SOURCE PASSAGE:

Tribunals are ongoing here in Arusha at the Africa International Conference Center (AICC). The International Criminal Tribunal for Rwanda (ICTR) was established by the Security Council of the United Nations to prosecute persons responsible for genocide and other serious violations of international humanitarian law committed in the territory of Rwanda between January - December, 1994. After a mere 15 minute ride from my house, one can enter the halls of the monstrous AICC compound after showing identification and sit it on one of the live trials of those accused of genocide involvement. Amazing, really. As I keep being reminded, "I'm no longer in Kansas (i.e. Manga, kijijini) anymore"....
Some of my PC friends joined me there for 2 consecutive days after our Thanksgiving celebration in Singida (a town SW of Arusha - shout out to Kate Raum and Abdallah, babu wetu!). After observing a non-eventful case on Monday, we returned the following day for a judgement of a gentleman named "Simba." It was an appeal of a case that had begun back in 2002 following his arrest in 2001 in Senegal. This man was accused of involvement as a miliary colonel. He was indeed found guilty as charged and sentenced to 25 years imprisonment before our eyes.

LISTED RECORDS:
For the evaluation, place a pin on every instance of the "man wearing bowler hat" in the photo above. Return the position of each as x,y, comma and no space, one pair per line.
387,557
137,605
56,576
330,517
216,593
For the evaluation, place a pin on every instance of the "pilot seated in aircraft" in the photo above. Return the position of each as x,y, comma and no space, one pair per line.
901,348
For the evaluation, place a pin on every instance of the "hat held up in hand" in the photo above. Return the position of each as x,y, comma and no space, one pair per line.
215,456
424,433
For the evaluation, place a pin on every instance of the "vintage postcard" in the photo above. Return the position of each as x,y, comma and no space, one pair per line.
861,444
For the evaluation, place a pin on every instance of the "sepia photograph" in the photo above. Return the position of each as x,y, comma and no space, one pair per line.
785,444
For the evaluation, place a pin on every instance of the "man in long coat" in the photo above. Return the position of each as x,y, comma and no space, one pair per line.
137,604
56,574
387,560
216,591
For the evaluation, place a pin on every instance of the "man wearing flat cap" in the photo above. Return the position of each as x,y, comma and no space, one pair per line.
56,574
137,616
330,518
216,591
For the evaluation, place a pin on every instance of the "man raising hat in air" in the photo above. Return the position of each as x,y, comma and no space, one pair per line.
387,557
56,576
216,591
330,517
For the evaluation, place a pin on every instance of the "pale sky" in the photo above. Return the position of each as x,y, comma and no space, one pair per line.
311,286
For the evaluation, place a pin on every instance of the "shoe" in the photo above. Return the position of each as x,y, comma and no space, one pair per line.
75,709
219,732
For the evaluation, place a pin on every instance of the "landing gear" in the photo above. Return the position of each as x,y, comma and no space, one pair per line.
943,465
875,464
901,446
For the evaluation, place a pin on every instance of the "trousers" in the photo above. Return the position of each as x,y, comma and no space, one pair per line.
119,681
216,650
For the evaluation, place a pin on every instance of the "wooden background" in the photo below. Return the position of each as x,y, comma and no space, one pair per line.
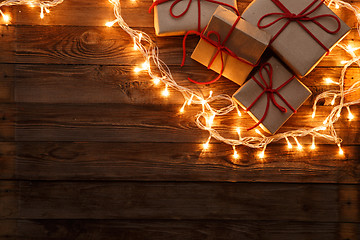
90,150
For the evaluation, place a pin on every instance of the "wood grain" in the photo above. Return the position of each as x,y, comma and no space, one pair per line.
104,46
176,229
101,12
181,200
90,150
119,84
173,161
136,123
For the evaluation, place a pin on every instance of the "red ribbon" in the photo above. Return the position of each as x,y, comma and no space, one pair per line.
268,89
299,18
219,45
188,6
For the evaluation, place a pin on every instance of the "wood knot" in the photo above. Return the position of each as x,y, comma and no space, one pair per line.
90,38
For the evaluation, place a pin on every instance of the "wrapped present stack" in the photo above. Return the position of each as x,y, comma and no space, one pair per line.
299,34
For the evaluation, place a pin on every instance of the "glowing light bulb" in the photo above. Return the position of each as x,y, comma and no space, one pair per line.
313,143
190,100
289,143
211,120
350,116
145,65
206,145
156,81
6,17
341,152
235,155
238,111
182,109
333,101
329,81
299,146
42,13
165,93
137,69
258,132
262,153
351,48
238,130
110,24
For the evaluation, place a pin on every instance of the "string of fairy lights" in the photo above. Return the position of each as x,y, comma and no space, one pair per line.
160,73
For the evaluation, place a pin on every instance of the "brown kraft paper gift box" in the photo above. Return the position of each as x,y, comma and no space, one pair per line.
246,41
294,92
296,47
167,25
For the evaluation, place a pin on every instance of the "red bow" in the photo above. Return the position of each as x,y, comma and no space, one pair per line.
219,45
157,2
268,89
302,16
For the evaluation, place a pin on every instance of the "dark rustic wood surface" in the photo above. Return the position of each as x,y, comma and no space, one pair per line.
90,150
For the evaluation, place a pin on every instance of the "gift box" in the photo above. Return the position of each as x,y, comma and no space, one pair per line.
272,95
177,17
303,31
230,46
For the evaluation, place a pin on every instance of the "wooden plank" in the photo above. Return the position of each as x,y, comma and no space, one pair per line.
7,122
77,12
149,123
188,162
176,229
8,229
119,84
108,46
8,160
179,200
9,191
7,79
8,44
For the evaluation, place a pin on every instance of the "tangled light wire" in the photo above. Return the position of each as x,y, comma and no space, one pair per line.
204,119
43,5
--
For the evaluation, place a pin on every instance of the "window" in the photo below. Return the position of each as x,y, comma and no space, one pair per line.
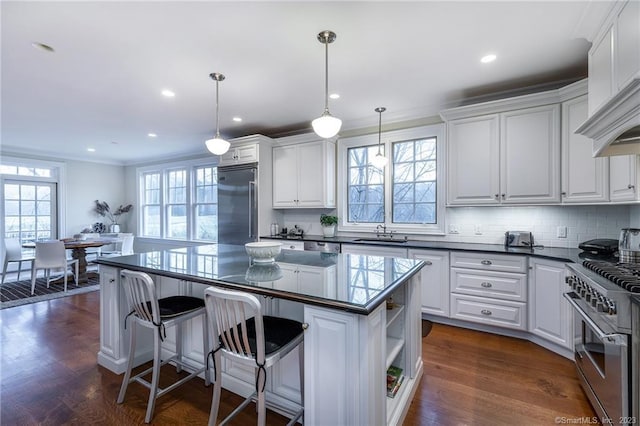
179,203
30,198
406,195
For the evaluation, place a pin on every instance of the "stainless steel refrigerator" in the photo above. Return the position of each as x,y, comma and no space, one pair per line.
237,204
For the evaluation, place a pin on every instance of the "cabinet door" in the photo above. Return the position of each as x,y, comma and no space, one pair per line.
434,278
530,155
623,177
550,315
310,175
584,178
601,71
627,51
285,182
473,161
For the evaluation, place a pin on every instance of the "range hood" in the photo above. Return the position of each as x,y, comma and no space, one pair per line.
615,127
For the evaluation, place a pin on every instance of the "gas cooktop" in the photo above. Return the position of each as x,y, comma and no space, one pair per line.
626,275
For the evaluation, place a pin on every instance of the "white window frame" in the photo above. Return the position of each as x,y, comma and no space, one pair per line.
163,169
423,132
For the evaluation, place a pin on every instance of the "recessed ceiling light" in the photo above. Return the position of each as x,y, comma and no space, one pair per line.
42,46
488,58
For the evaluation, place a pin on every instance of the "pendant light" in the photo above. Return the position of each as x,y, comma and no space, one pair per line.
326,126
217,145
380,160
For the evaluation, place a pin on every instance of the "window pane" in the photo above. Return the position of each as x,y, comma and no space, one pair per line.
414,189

CHALLENGES:
1. Rewrite the Arusha tribunal account between "Some of my PC" and "before our eyes.", inclusive, replacing "Monday" with "Wednesday".
2. List every line of the entries that contains the string "wearing", treating case as significant.

IN RESPONSE:
1.
Some of my PC friends joined me there for 2 consecutive days after our Thanksgiving celebration in Singida (a town SW of Arusha - shout out to Kate Raum and Abdallah, babu wetu!). After observing a non-eventful case on Wednesday, we returned the following day for a judgement of a gentleman named "Simba." It was an appeal of a case that had begun back in 2002 following his arrest in 2001 in Senegal. This man was accused of involvement as a miliary colonel. He was indeed found guilty as charged and sentenced to 25 years imprisonment before our eyes.

2.
For the evaluation, place a pin on every instance of the "man wearing bowler hat" in the photo above. Return the position of each as x,y, comma and no space, one pair per line.
For the evaluation, place a pin on every instance of the "man wearing flat cap" in the photo above. Return the position of each as x,y, comma and no space, one pair per line.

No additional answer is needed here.